• _Trecho para análise_
********

O estudo mostra, por exemplo, que a mortalidade pela doença na Filadélfia, cidade onde se demorou muito para adotar medidas de quarentena, foi muito mais alta do que em Saint Louis, que adotou medidas rápidas e duras de isolamento. O que explica essa relação, segundo o estudo, é que o alto índice de mortalidade acaba deprimindo mais e de forma desorganizada a economia do que uma parada organizada.

A conclusão desse importante estudo é que ações preventivas adotadas dez dias antes da chegada da doença contribuíram para um aumento de 5% no emprego industrial das cidades no período posterior à pandemia de 1918. Da mesma forma, estender tais medidas preventivas por mais 50 dias resultaram em um crescimento de 6,5% do emprego na indústria após o fim da pandemia.

O que fazer nesse momento?

********

• _O que fazer_
(A) No trecho sobre a pandemia de 1918, qual cidade adotou medidas rápidas e duras de isolamento?
(B) Escreva a continuação do trecho sobre os efeitos econômicos da quarentena na pandemia de 1918, começando logo após a última frase.

********

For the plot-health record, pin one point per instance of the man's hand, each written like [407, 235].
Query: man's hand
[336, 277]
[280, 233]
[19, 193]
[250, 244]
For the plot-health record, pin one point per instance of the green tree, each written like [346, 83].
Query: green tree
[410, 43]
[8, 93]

********

• _Respostas escritas_
(A) Saint Louis.

(B)
Para diminuir o impacto da tragédia que já estamos vivendo, é preciso adotar a estratégia de quarentena, associada à testagem em massa. Novamente, a experiência de outros países mostra o caminho a ser seguido. Os países que mais tiveram sucesso na contenção e redução da mortalidade por Covid-19 foram aqueles que aplicaram, junto com a quarentena, uma política de testagem em massa. A Alemanha hoje tem capacidade de fazer testes em mais de 100.000 pessoas por semana. Essa política, além de possibilitar o mapeamento da expansão do vírus, garante também que haja acompanhamento dos pacientes desde o início da infecção. A política do Brasil, de fazer testes somente em pacientes graves, contraria a orientação da OMS e a experiência desses países.

A quarentena, por sua vez, precisa ser total, mantendo somente o funcionamento das atividades de saúde e de produção e comercialização de alimentos e produtos de primeira necessidade. Mas, para essa quarentena funcionar, é preciso garantir a manutenção dos salários e empregos dos trabalhadores. Para os trabalhadores do setor informal, que são praticamente a metade da força de trabalho no Brasil, deve ser assegurado o recebimento de um auxílio no valor de 1,5 salário, para garantir a manutenção da vida das famílias mais vulneráveis. Os pequenos e médios empresários, que são os que mais empregam no país, devem receber financiamento dos bancos públicos a juros baixos para garantia da manutenção dos negócios, dos empregos e da movimentação da economia local.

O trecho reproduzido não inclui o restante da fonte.